Segment Open
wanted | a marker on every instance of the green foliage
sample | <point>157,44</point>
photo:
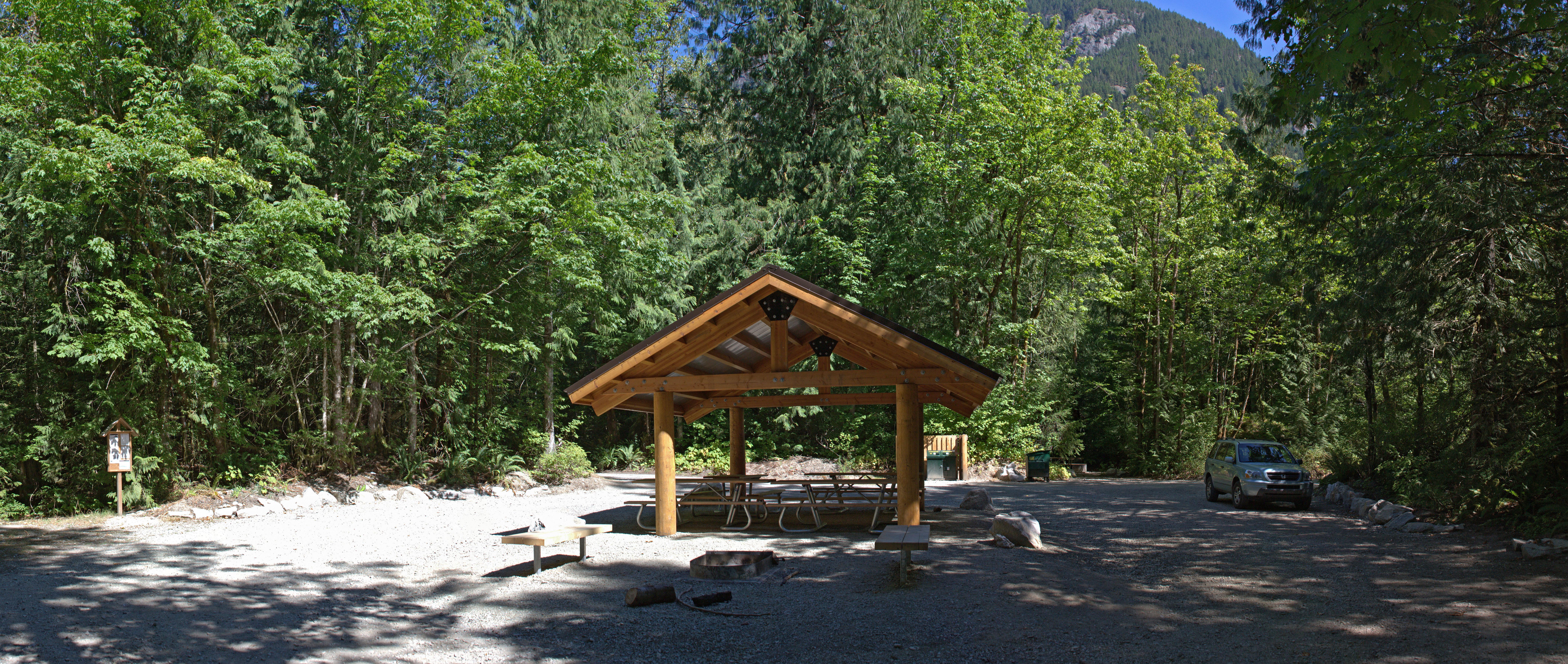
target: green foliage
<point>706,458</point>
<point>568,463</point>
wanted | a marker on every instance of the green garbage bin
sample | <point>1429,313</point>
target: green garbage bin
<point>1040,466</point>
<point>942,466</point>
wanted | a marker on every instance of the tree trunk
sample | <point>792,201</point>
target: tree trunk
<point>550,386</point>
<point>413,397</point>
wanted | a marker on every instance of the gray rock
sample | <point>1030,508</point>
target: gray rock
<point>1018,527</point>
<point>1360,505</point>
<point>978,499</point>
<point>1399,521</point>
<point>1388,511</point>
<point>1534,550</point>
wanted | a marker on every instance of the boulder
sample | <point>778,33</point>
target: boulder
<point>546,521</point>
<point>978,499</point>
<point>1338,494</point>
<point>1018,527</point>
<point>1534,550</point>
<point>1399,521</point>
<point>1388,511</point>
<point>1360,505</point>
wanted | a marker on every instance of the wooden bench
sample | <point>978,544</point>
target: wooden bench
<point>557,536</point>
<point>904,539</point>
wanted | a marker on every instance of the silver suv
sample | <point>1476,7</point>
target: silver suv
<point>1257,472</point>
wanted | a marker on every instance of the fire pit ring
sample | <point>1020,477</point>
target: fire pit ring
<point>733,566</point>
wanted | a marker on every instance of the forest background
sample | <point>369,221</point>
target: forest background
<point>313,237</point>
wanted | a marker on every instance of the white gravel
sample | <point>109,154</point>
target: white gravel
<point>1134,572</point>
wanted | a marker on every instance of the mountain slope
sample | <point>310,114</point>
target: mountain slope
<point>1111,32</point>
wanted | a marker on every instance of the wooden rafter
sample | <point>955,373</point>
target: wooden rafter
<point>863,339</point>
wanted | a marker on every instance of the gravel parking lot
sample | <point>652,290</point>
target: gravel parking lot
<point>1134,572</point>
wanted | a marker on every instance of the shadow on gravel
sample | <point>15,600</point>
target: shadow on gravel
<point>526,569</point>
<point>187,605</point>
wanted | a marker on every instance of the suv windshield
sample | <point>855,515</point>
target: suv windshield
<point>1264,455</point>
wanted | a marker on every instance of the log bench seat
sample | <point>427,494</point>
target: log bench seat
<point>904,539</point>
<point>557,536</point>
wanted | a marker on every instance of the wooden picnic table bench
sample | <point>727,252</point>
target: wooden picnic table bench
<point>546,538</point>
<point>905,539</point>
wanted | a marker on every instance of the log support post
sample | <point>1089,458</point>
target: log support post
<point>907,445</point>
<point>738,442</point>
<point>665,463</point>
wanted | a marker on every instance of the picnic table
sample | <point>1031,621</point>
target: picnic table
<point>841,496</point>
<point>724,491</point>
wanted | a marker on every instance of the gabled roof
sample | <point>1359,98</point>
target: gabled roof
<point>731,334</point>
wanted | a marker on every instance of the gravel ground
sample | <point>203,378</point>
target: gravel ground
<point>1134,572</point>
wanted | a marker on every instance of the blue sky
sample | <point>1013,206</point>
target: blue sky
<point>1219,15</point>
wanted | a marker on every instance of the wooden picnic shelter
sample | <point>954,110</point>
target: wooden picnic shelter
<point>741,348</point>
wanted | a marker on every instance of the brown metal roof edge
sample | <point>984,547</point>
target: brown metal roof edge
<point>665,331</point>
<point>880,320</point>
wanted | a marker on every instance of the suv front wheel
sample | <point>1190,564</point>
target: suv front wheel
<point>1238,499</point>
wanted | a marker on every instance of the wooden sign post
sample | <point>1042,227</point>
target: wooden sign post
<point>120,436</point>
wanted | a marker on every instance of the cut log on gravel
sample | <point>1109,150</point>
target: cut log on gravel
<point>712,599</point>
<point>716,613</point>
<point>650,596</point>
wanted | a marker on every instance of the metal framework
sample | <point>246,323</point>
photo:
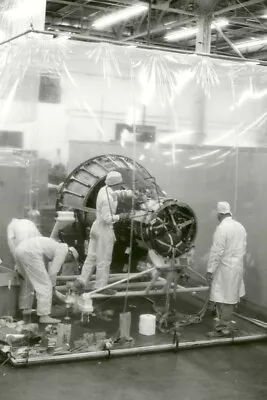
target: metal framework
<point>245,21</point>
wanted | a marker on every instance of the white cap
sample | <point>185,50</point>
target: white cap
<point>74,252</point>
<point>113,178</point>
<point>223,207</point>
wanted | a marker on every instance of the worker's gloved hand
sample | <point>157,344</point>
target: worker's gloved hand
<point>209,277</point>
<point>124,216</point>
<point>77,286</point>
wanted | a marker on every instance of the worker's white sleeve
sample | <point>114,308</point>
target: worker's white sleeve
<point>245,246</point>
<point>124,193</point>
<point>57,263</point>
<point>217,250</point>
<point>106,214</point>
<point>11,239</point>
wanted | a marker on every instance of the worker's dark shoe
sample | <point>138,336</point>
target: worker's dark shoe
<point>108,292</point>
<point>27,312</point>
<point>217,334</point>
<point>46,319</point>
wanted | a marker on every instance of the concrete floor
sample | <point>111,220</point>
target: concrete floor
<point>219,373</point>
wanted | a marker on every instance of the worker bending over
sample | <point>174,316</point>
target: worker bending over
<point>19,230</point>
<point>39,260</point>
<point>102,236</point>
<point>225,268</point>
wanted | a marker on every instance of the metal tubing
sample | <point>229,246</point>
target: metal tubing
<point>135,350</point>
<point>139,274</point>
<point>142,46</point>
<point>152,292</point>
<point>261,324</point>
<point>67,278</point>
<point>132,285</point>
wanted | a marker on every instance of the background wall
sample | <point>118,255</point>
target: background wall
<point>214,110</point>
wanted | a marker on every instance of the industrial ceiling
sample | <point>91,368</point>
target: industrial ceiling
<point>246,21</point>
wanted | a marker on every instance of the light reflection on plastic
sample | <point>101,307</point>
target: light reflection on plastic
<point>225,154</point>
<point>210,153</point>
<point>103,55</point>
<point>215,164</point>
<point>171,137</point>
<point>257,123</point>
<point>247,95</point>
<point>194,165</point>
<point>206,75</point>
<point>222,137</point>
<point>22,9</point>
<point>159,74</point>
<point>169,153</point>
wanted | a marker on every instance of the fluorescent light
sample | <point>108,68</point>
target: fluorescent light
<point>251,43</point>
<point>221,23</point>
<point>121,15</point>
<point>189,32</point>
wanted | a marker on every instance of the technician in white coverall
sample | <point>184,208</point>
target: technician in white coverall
Segment Closed
Segment Open
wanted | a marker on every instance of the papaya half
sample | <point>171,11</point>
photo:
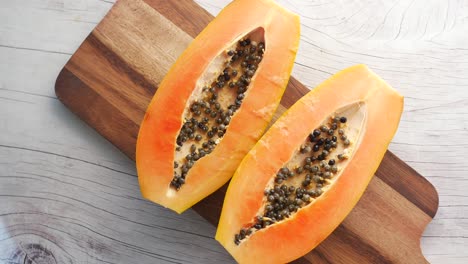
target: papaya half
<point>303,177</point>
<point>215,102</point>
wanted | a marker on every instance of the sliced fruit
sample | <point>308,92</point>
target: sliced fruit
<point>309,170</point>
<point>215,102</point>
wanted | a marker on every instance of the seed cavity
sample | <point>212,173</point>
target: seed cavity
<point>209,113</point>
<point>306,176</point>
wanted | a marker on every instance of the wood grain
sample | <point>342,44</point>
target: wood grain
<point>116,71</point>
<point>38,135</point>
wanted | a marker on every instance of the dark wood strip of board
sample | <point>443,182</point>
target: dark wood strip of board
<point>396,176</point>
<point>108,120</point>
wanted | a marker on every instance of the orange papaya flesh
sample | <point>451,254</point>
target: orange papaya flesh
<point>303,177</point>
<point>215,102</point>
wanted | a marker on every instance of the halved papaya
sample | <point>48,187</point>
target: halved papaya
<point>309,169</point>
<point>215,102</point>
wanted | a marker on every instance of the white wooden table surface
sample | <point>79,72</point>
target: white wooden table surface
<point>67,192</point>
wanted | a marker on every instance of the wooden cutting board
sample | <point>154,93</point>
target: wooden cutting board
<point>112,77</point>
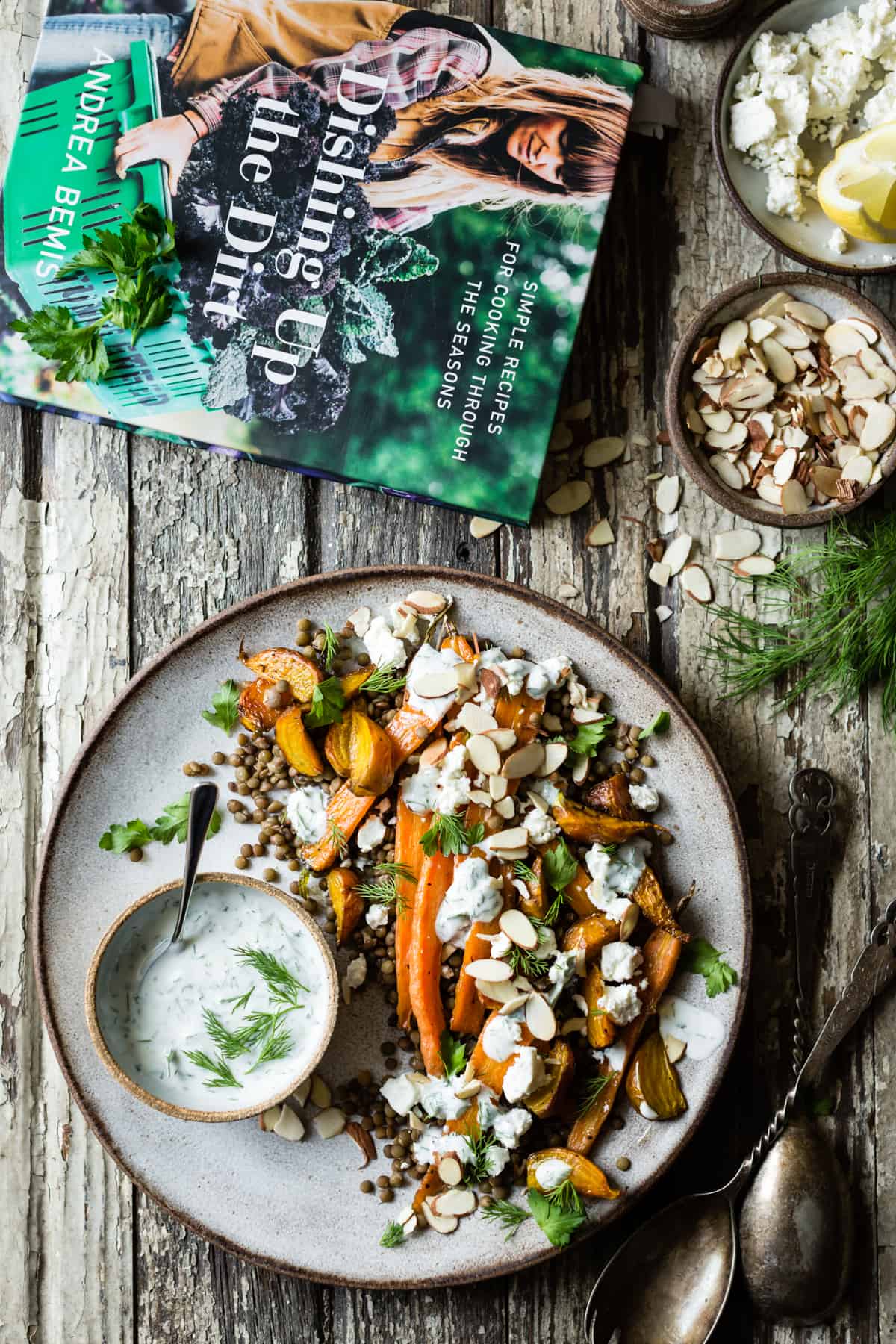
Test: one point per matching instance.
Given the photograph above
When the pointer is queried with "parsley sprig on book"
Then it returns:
Segment Closed
Segment Open
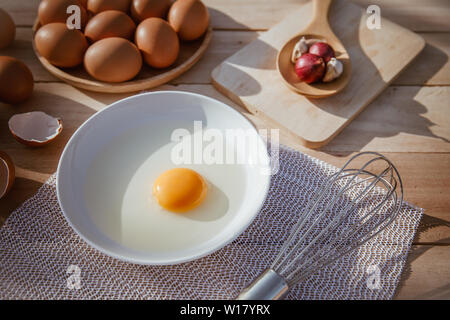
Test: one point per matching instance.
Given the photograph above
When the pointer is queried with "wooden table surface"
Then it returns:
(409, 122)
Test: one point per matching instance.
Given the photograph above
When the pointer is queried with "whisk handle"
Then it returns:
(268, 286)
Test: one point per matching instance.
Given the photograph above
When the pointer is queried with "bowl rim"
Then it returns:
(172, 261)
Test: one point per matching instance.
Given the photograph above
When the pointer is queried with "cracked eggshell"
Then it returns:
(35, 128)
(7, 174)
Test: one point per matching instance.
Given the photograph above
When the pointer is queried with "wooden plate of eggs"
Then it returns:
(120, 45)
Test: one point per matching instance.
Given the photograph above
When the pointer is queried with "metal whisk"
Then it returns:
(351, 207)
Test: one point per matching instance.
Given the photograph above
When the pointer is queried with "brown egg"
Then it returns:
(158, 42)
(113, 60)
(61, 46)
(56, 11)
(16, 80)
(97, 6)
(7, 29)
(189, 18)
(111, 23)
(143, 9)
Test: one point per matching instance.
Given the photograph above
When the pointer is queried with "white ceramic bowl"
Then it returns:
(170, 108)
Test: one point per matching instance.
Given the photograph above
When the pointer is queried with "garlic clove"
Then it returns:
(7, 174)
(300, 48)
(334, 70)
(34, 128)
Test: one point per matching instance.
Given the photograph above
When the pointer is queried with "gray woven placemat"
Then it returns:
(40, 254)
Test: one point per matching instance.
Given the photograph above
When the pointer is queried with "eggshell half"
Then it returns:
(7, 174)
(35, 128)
Segment Closed
ASSIGNMENT:
By examining the material line by line, establish how many lines contain "with" and give only that number.

RESULT OF THE EXERCISE:
12